[INPUT DATA — start]
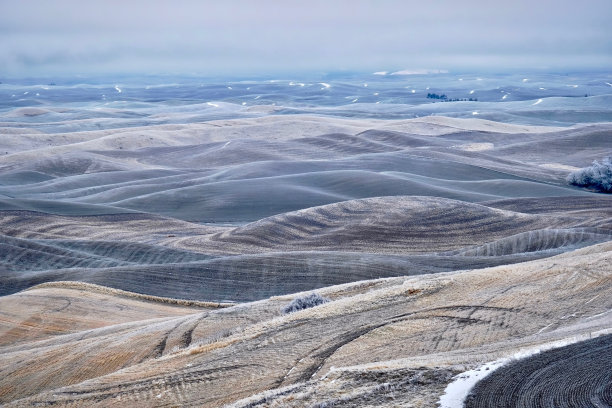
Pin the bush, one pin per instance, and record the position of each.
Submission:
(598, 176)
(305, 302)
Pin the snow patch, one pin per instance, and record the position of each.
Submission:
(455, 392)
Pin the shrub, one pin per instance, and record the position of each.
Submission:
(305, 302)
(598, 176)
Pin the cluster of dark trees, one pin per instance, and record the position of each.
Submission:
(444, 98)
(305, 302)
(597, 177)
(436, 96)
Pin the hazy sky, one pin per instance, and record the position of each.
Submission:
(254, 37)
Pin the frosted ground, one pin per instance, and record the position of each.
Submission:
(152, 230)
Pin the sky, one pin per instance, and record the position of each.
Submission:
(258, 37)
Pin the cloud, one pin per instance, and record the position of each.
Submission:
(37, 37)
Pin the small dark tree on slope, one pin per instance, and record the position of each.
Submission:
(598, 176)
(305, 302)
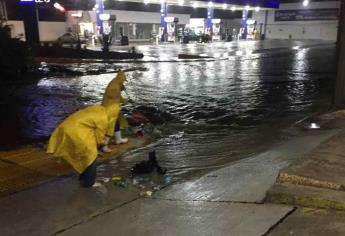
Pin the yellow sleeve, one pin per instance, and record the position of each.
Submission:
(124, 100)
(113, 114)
[INPUT DATA — finish]
» **WHAT TO DO**
When you reproduce the entries above, keep every word exact and leave the images out.

» **EXERCISE SOLUTION**
Pin the bush, one pin per instance, and record the position of each.
Submission:
(598, 176)
(305, 302)
Pin the snow patch, one pin per instance, and record the position of each.
Submission:
(455, 392)
Pin the shrub, one pin per instance, and record the position of each.
Submission:
(305, 302)
(598, 176)
Pin the cluster of dark trees, one pin per instance, and record the position of each.
Submission:
(444, 98)
(305, 302)
(597, 177)
(436, 96)
Pin the hazy sky, one pin per instance, and record the position of each.
Submission:
(254, 37)
Pin the frosted ground, one pin per instance, and record the position of each.
Submission:
(152, 230)
Pin the sky, one pin per instance, and record the position of each.
Submission:
(258, 37)
Pin the cloud, one pin per instance, and record the position of each.
Submission:
(37, 37)
Pin the small dark tree on slope, one pin per instance, and record the position of each.
Submission:
(598, 176)
(305, 302)
Pin the yellow sleeve, one pin per instance, and record the position of each.
Submission:
(124, 100)
(113, 114)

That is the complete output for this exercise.